- _TASK DIRECTIONS_
Omit every picture and return the rest of the data unaltered.

(Segmentation dataset records)
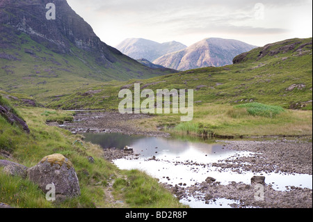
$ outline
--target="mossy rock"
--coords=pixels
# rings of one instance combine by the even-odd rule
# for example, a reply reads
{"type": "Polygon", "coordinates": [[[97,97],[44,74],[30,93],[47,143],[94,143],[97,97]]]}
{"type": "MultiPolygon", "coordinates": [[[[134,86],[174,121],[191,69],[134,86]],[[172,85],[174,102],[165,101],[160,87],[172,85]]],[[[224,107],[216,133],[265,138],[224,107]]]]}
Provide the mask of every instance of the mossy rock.
{"type": "Polygon", "coordinates": [[[60,166],[62,166],[63,164],[66,164],[68,169],[73,167],[72,162],[61,154],[54,154],[52,155],[45,157],[40,161],[40,163],[42,164],[45,161],[48,161],[51,166],[54,164],[58,164],[60,166]]]}

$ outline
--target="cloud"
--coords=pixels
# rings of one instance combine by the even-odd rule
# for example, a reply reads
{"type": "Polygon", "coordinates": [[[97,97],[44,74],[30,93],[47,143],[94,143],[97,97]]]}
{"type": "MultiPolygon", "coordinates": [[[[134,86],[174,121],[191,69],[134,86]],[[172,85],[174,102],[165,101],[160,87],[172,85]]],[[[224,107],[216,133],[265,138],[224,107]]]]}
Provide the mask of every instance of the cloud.
{"type": "Polygon", "coordinates": [[[165,40],[166,37],[174,38],[166,40],[170,41],[177,40],[183,35],[192,38],[192,35],[198,37],[213,33],[215,37],[228,35],[230,38],[256,35],[266,35],[264,38],[266,40],[268,36],[273,35],[276,38],[287,38],[290,33],[296,33],[294,30],[297,26],[291,27],[290,24],[294,24],[295,21],[307,23],[303,15],[312,15],[311,0],[67,1],[90,23],[96,33],[102,35],[99,37],[103,40],[113,45],[119,43],[115,42],[118,39],[131,37],[150,38],[155,41],[165,40]],[[264,14],[261,15],[264,17],[256,13],[257,3],[263,6],[261,10],[264,14]],[[114,42],[111,43],[111,40],[114,42]]]}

- _SOLUTION TO THIS PROBLEM_
$ outline
--target="mossy rock"
--coords=pixels
# rings of one instance combine by the even-odd rule
# for example, a reply reads
{"type": "Polygon", "coordinates": [[[97,97],[44,74],[30,93],[47,143],[94,143],[97,97]]]}
{"type": "MultiPolygon", "coordinates": [[[[134,86],[174,121],[191,69],[134,86]],[[172,85],[174,102],[165,101],[160,87],[172,85]]],[[[224,107],[216,133],[265,138],[224,107]]]]}
Provide the mask of every instance of the mossy rock.
{"type": "Polygon", "coordinates": [[[60,166],[62,166],[63,164],[66,164],[68,169],[73,167],[72,162],[61,154],[54,154],[52,155],[45,157],[40,161],[40,163],[42,164],[45,161],[48,161],[51,166],[54,164],[58,164],[60,166]]]}

$ outline
--target="cloud"
--coords=pixels
# rings of one instance combine by the even-odd rule
# for example, a reply reads
{"type": "Polygon", "coordinates": [[[97,97],[44,74],[30,93],[47,143],[94,143],[97,97]]]}
{"type": "MultiPolygon", "coordinates": [[[[134,86],[174,121],[191,69],[134,86]],[[172,85],[174,102],[165,101],[160,87],[172,85]]],[[[224,107],[216,133],[265,138],[224,107]]]]}
Provide the mask of every instance of the cloud.
{"type": "Polygon", "coordinates": [[[165,40],[166,37],[174,38],[166,40],[170,41],[177,40],[183,35],[192,38],[192,35],[198,37],[213,33],[215,37],[228,35],[230,38],[256,35],[266,35],[264,38],[266,40],[268,36],[273,35],[276,38],[287,38],[290,33],[296,33],[294,30],[297,26],[291,27],[290,24],[294,24],[295,21],[307,23],[303,15],[312,15],[311,0],[67,1],[90,23],[96,33],[102,35],[99,37],[103,40],[113,45],[119,43],[115,42],[118,39],[131,37],[150,38],[155,41],[165,40]],[[264,14],[261,15],[264,17],[256,13],[257,3],[263,6],[261,10],[264,14]],[[114,42],[111,43],[111,40],[114,42]]]}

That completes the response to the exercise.